Auszug

Ach Herzlieb! Ich habe so oft auch Dein denken müssen, was Du wohl eben treibst, habe unsrer Ausflüge denken müssen im Urlaub, und habe auch vorausgeschaut – Geliebte! Herzlieb! Du, mein liebes Weib! Ich bin immer bei Dir! Und immerzu bist Du mein Begleiter.

Berichtest mir in Deinem Boten von der peinlichen Schlüsselgeschichte. Du hast recht gehandelt. Der Schlüssel wird sich wiederfinden, denke auch ich, und so ist den empfindlichen Hausleuten und Euch viel Ärger und Aufruhr erspart – und nur um derwillen [sic] bist Du doch nicht bei der Wahrheit geblieben. Unnötiger Alarm war also auch die Geschichte um Tante Marthel.

Zum Kursus beim Roten Kreuz hast Du Dich gemeldet. Befrage Dich, tu Dich genau um vorher, daß man Dich nicht fängt in einem Verein und zwängt in eine Uniform! Ich nahm doch auch an einem teil – auch, um nur eben kennenzulernen – und war der einzige meiner Art, der sich also nicht zum Beitritt in die Organisation meldete. Man erwartete das stillschweigend, denn der Kursus kostete nichts. Und damals war noch Frieden! Man wird bestimmt etwas erwarten jetzt! Tu Dich vorher genau um!

Datensätze
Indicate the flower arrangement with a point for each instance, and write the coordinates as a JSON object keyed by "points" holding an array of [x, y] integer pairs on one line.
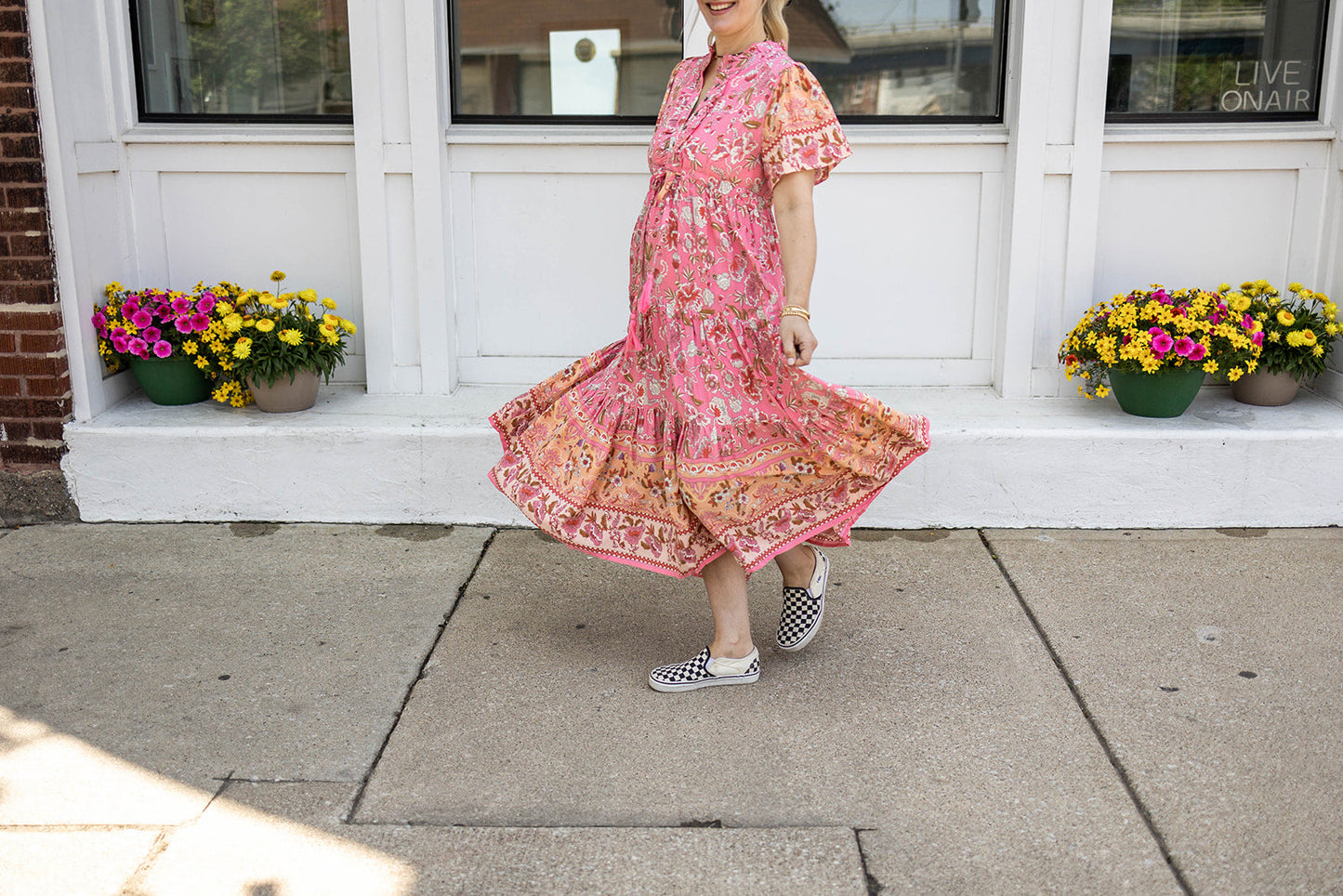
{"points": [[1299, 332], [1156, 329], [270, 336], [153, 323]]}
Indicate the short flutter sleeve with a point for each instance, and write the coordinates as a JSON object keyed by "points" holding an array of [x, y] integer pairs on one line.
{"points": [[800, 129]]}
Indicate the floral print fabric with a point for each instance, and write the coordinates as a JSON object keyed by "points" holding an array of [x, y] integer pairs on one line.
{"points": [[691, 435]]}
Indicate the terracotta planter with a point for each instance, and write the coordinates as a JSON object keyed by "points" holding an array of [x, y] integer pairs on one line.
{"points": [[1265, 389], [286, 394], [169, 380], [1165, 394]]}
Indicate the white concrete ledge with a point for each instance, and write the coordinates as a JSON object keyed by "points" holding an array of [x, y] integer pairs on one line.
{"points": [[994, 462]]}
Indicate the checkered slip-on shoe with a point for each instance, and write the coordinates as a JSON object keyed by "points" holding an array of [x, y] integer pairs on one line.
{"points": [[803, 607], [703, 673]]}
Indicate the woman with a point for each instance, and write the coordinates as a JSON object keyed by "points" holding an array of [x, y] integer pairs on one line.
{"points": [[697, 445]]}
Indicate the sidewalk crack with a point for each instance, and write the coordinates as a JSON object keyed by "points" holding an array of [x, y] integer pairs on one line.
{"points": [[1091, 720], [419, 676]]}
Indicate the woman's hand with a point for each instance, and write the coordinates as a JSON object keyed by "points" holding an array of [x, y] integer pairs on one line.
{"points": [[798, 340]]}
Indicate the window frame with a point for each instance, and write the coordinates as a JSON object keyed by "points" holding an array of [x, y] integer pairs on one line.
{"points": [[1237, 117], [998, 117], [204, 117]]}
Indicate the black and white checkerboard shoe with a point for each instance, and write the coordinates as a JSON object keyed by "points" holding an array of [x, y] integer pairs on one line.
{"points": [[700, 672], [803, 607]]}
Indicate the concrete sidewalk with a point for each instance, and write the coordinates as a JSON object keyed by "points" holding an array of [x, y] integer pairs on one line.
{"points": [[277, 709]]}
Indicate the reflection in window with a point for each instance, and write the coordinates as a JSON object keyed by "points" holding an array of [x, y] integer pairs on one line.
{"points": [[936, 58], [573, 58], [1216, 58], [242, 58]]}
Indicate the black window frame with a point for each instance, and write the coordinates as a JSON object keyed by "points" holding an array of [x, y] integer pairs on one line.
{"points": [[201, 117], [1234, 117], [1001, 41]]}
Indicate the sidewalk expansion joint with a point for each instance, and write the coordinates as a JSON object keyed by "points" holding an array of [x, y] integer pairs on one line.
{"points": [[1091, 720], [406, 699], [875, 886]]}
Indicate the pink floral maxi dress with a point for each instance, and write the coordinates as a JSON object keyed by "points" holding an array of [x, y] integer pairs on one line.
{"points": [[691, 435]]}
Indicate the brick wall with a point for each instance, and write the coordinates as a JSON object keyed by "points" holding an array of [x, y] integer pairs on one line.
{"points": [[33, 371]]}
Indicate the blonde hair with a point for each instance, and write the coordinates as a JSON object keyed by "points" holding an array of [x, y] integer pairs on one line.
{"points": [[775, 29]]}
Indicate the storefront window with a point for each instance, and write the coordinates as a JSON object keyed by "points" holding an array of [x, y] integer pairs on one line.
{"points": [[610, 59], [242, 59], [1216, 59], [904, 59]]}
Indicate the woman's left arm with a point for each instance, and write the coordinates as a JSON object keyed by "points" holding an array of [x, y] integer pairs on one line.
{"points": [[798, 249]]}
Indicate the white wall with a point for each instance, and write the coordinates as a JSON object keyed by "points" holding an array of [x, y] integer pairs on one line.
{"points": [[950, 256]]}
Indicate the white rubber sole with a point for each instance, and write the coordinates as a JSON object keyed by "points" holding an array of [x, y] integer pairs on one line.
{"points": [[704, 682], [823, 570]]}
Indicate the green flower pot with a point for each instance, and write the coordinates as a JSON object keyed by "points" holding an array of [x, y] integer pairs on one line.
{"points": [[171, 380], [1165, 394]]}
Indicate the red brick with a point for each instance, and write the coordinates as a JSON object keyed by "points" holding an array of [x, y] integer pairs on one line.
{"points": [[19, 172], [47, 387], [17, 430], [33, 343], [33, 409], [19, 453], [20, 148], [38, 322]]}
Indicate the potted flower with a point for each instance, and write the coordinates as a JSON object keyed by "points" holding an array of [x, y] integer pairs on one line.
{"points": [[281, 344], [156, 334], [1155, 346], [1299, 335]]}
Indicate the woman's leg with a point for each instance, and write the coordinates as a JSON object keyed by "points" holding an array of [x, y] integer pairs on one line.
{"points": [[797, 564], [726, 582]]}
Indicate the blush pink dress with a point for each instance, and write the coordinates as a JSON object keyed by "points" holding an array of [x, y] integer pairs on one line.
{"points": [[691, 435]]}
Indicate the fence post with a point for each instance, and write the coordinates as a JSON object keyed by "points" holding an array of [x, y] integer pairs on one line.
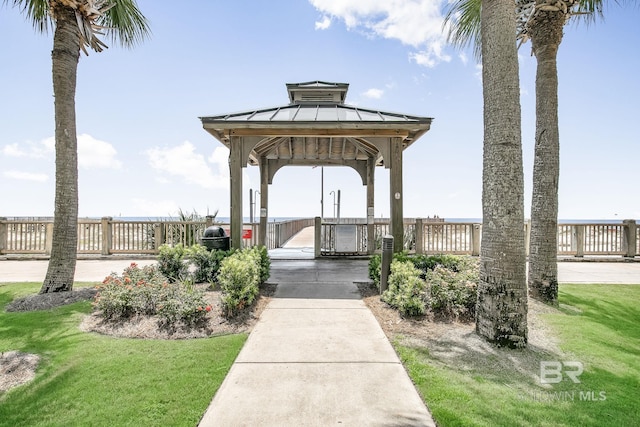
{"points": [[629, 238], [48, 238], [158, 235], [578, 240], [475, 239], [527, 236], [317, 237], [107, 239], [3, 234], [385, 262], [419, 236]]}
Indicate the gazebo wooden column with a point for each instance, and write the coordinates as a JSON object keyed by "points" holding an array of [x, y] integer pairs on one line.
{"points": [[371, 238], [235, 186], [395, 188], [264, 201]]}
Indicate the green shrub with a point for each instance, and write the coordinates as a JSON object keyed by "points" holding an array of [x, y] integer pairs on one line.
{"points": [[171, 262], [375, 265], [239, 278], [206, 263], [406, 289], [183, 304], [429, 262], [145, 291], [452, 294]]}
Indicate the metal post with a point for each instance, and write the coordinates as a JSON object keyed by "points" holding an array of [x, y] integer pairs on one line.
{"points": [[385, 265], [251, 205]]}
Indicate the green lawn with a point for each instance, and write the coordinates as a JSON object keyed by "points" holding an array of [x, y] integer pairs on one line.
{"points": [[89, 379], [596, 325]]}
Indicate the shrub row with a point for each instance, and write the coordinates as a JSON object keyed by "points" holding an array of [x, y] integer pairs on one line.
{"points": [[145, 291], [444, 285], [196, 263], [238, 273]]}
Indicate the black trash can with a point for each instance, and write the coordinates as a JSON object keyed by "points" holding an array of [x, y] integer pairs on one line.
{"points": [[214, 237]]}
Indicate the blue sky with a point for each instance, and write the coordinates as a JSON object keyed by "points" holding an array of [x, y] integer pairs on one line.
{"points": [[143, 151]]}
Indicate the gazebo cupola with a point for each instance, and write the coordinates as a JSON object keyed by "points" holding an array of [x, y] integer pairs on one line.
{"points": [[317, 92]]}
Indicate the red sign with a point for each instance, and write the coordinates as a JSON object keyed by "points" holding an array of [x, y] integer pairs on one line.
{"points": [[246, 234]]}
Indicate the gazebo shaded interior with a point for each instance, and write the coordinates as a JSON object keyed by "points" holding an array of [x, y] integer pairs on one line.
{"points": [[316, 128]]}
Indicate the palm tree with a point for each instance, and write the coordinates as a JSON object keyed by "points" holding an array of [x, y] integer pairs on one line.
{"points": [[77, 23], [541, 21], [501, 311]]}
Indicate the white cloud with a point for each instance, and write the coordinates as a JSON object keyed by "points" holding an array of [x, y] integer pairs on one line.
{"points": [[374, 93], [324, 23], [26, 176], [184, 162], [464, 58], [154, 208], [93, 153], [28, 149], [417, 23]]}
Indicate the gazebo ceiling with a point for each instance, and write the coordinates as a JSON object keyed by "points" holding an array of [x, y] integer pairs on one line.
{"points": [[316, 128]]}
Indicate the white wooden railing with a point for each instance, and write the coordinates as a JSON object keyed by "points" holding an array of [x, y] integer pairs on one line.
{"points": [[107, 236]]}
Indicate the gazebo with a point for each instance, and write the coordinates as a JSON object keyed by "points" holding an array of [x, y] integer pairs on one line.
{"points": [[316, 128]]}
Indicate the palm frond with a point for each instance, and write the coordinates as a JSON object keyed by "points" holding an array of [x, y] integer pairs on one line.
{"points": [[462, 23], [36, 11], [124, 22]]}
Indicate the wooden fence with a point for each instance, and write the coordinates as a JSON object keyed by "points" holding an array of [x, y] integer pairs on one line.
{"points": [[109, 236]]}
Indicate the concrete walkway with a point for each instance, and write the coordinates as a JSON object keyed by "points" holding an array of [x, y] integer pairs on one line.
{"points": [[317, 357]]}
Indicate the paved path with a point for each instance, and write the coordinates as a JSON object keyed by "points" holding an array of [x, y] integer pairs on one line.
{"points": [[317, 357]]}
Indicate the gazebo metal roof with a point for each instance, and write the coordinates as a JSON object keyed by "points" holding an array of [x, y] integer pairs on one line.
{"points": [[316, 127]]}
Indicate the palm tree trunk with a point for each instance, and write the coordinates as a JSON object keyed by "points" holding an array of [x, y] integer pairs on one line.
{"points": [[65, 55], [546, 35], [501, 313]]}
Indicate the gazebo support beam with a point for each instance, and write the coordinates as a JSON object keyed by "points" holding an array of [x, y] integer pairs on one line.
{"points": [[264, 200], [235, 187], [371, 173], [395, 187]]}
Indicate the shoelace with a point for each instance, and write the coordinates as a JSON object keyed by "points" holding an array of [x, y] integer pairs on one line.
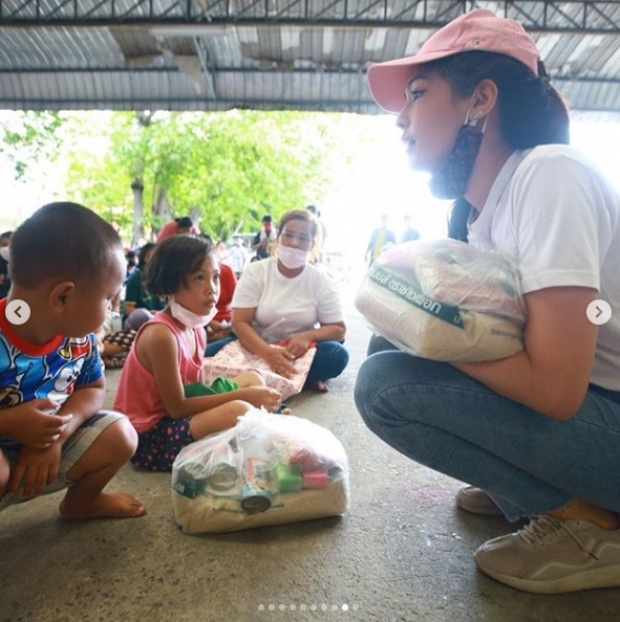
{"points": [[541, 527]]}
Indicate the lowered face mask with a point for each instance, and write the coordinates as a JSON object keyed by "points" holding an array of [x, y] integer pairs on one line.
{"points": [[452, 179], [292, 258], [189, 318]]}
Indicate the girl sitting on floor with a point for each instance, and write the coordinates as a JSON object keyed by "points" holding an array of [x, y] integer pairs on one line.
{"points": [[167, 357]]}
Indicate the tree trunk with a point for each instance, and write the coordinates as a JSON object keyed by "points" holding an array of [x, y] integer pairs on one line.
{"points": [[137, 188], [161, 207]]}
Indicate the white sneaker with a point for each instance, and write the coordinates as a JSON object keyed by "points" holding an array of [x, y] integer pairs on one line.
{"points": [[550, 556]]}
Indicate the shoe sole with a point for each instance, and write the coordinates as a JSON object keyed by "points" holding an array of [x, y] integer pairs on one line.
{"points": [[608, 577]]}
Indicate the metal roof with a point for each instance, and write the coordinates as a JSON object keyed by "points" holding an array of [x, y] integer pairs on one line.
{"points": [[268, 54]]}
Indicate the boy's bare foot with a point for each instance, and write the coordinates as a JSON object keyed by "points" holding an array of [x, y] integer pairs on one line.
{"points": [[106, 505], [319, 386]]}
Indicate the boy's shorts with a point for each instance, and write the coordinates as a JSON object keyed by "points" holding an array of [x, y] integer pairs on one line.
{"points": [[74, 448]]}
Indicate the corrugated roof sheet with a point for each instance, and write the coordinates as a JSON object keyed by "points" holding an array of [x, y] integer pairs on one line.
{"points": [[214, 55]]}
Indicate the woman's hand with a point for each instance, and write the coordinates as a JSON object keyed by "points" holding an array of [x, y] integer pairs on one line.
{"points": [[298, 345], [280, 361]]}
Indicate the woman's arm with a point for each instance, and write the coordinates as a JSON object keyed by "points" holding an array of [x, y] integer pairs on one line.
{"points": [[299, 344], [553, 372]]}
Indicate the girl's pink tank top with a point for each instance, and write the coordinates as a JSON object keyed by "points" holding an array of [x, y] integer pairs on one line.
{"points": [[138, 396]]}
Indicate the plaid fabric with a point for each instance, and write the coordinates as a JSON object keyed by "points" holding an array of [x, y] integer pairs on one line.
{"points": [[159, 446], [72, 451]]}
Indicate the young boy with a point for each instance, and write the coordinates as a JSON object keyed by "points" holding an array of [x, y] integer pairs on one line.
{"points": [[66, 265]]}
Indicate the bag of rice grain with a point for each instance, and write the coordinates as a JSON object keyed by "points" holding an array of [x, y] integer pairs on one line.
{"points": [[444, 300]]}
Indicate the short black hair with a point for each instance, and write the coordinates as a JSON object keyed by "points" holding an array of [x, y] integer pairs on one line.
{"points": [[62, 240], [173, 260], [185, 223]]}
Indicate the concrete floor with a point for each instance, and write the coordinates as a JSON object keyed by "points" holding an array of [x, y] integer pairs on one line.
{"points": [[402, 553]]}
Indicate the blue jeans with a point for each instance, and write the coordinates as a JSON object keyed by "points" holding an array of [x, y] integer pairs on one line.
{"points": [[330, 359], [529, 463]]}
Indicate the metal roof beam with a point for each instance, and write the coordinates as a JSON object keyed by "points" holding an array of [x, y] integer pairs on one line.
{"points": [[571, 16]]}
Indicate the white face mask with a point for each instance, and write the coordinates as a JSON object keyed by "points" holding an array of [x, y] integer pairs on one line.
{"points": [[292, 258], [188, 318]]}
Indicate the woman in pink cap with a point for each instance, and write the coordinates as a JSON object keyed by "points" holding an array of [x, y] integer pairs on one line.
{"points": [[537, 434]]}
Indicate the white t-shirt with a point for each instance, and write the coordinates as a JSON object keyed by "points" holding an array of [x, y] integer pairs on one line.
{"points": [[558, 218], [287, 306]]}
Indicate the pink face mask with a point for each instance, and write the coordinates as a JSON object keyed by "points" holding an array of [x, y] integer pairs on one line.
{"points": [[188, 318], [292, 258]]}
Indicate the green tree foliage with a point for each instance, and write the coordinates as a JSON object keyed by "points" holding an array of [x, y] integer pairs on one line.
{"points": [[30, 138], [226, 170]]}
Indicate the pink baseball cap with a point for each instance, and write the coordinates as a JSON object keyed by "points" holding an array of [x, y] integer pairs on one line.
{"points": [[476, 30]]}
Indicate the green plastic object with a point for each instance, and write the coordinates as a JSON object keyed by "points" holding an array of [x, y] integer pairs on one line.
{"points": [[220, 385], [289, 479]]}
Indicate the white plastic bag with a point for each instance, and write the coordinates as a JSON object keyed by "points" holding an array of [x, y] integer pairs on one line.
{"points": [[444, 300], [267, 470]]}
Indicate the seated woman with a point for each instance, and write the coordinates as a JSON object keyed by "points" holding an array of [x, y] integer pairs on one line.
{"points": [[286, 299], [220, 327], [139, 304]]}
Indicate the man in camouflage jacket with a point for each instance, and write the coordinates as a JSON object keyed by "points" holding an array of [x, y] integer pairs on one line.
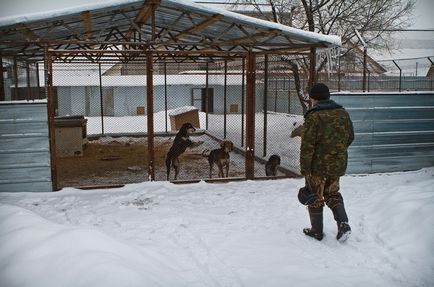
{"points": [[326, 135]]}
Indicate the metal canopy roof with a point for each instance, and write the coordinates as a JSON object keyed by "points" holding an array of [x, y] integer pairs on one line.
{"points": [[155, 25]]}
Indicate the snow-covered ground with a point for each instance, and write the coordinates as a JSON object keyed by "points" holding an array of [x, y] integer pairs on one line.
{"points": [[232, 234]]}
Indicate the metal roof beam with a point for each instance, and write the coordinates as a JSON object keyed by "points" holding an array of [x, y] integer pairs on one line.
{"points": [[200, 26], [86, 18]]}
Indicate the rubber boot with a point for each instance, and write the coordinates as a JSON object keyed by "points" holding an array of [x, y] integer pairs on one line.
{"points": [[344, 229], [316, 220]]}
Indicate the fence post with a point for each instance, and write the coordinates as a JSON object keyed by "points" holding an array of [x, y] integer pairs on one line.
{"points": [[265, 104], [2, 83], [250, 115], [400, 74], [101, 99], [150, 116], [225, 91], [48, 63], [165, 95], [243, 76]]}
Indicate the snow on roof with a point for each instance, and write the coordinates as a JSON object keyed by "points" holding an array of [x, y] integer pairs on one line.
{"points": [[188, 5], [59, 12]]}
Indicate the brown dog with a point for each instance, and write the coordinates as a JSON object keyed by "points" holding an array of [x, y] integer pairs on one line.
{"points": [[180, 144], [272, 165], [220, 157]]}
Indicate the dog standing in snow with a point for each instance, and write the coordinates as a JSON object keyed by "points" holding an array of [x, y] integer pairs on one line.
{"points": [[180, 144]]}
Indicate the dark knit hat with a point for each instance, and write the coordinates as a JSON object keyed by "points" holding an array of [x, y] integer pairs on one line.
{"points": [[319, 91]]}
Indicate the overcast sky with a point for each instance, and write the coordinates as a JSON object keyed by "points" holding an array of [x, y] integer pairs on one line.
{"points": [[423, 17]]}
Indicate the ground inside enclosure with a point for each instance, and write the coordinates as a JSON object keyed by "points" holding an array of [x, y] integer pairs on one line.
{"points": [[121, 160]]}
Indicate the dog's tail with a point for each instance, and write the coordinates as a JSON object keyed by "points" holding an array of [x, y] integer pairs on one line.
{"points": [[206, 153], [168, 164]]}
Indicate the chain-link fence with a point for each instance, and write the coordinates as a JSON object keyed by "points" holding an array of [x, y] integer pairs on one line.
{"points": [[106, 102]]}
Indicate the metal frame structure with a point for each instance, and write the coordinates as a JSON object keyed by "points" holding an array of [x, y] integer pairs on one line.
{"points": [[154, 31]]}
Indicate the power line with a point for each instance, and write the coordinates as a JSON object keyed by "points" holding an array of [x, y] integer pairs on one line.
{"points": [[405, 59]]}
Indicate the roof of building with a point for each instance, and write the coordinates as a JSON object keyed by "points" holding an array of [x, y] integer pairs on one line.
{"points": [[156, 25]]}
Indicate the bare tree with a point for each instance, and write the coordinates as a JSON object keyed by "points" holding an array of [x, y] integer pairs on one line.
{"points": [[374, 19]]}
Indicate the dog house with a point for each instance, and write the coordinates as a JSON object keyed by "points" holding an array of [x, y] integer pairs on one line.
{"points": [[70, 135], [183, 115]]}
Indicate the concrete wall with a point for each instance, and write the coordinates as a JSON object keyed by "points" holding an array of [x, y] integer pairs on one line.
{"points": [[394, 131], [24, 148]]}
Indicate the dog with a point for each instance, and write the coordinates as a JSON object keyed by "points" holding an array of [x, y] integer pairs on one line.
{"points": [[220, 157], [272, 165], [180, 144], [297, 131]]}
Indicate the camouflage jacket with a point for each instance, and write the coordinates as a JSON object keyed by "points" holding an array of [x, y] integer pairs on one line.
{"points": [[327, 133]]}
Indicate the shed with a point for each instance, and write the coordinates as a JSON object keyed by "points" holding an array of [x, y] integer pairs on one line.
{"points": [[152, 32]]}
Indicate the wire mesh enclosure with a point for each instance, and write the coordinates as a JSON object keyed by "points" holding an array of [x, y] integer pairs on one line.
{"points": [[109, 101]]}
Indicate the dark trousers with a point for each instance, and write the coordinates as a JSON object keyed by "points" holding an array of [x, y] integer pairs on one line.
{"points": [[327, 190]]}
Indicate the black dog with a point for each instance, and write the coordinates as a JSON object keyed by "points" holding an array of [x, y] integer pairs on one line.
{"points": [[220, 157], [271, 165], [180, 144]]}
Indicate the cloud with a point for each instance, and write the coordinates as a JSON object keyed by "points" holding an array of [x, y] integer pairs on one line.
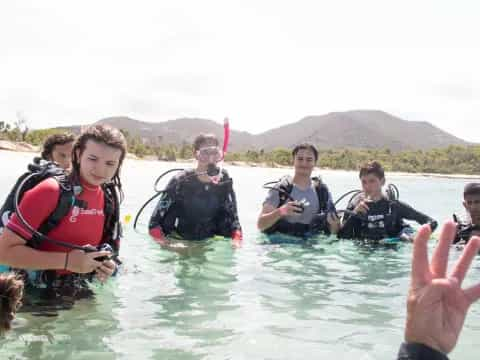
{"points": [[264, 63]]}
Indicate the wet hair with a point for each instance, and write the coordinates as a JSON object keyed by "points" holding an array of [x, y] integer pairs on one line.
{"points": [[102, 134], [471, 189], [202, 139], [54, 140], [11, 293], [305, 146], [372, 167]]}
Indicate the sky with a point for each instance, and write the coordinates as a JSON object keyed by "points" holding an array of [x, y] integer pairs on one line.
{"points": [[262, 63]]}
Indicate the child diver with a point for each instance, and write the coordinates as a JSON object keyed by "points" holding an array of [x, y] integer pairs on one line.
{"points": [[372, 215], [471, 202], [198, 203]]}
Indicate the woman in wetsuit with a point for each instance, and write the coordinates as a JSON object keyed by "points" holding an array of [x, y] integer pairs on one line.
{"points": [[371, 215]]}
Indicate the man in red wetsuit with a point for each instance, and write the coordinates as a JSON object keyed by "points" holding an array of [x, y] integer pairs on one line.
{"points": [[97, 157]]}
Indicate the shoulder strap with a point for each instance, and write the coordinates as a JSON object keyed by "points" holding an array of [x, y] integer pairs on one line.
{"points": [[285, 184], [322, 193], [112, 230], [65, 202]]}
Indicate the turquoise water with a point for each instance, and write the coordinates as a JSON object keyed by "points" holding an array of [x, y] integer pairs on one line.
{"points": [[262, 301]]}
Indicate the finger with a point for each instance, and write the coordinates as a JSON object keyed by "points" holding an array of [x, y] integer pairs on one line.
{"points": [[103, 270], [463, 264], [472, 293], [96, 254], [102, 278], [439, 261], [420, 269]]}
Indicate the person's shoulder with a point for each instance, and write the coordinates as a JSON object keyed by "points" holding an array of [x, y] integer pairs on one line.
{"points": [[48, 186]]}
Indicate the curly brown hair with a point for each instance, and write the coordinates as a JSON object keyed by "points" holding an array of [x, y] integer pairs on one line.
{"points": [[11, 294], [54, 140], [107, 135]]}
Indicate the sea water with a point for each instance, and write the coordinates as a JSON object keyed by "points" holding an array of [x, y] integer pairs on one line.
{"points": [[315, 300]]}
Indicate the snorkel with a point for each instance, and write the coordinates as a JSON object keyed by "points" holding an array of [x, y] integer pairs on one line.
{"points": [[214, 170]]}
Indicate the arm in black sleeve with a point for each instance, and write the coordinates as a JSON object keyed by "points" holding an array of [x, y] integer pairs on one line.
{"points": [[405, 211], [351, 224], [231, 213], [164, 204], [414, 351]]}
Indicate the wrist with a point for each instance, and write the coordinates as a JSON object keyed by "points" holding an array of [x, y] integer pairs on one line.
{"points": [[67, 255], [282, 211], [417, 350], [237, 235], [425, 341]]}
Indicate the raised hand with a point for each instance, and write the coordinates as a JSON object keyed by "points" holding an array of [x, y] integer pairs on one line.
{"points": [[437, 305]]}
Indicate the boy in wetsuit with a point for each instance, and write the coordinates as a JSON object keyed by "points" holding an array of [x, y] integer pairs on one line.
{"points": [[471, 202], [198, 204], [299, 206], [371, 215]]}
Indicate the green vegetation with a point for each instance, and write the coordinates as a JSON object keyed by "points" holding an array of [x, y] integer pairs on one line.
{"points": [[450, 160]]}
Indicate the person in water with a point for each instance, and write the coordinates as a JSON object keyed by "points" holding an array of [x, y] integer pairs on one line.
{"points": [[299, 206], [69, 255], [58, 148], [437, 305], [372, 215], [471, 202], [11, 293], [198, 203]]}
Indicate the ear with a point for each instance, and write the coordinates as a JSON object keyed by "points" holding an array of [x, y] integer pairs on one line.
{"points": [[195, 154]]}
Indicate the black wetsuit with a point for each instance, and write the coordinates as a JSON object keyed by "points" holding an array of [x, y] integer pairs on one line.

Aufgaben
1/ Stimmen die folgenden Aussagen mit dem Auszug überein? Beantworte jede mit Ja oder Nein und belege sie mit den entscheidenden Worten aus dem Auszug. (a) Der Kursus, an dem die schreibende Person teilnahm, war kostenpflichtig. (b) Die schreibende Person glaubt, dass der Schlüssel wieder auftauchen wird. (c) Die angeredete Person hat sich zu einem Kursus beim Roten Kreuz gemeldet.
2/ Was erwartete man laut dem Auszug stillschweigend von den Teilnehmern des Kursus?
3/ Gib aus dem Auszug den Teil wieder, der mit den Worten „Ach Herzlieb! Ich“ beginnt und mit „Du mein Begleiter.“ endet, und ersetze darin „Ausflüge“ durch „Wanderungen“.
Die Zeilen stehen für sich und gehören nicht zum Auszug.

Lösungen
1/
(a) Nein: „denn der Kursus kostete nichts“
(b) Ja: „Der Schlüssel wird sich wiederfinden, denke auch ich“
(c) Ja: „Zum Kursus beim Roten Kreuz hast Du Dich gemeldet.“

2/ Den Beitritt in die Organisation.

3/
Ach Herzlieb! Ich habe so oft auch Dein denken müssen, was Du wohl eben treibst, habe unsrer Wanderungen denken müssen im Urlaub, und habe auch vorausgeschaut – Geliebte! Herzlieb! Du, mein liebes Weib! Ich bin immer bei Dir! Und immerzu bist Du mein Begleiter.